On Monday, the agency said US$7.3 million was misused and its want it back.

The dispute threatens another request by Mugabe’s government for an additional $400 million in health care funds.

Zimbabwe has one of the world’s worst Aids epidemics, a collapsing health infrastructure and a growing hunger crisis.

The Global Fund to Fight Aids, Tuberculosis and Malaria says $7.3 million of the $12.3 million it deposited into a Reserve Bank of Zimbabwe account last year did not go to fight the three diseases that are devastating southern Africa.

It is not so sure where the money went.

This morning, junior health minister, Dr Edwin Muguti could not say where the money went to. “The money was indeed sent to us but am not at liberty to say where it went to. Ask RBZ officials”

John Linden, spokesman for the group says they now have little faith on the reserve bank’s ability to release the money when needed, “so we have demanded that all the money be released immediately”

Government sources say the Mugabe administration has promised to return the $7.3 million by Thursday. “But where will it get such an amount. It can not print US dollars”. Said a concerned citizen.

**Task instructions**
Resume the news excerpt about the Global Fund's dispute with Zimbabwe over the missing $7.3 million, starting after its final sentence. The records that follow have no connection to the news excerpt above.

**Extracted information**
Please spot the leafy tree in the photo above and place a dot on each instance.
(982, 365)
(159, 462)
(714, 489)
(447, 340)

...

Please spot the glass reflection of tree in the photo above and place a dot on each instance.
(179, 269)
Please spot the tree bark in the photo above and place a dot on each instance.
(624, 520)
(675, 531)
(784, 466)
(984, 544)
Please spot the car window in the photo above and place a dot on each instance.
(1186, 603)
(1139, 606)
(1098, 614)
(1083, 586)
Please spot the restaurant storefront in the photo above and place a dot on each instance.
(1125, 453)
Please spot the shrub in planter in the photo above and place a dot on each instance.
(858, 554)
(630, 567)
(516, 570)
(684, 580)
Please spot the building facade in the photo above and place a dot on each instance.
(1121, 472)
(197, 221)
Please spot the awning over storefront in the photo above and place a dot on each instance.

**Written reply**
The most realistic option is to raid Non- Governmental Organizations’ foreign currency accounts as it did earlier on. Several such organizations stopped operations as they found their accounts with negative balances.

They, like Zimbabwean businesses and ordinary residents, are subject to limits on cash withdrawals and shortages of the Zimbabwean dollar as the economy collapses

Mugabe, in power since independence from Britain in 1980, blames Western sanctions against his government for his country’s extreme economic crisis.
But critics point to corruption and mismanagement under his increasingly autocratic leadership.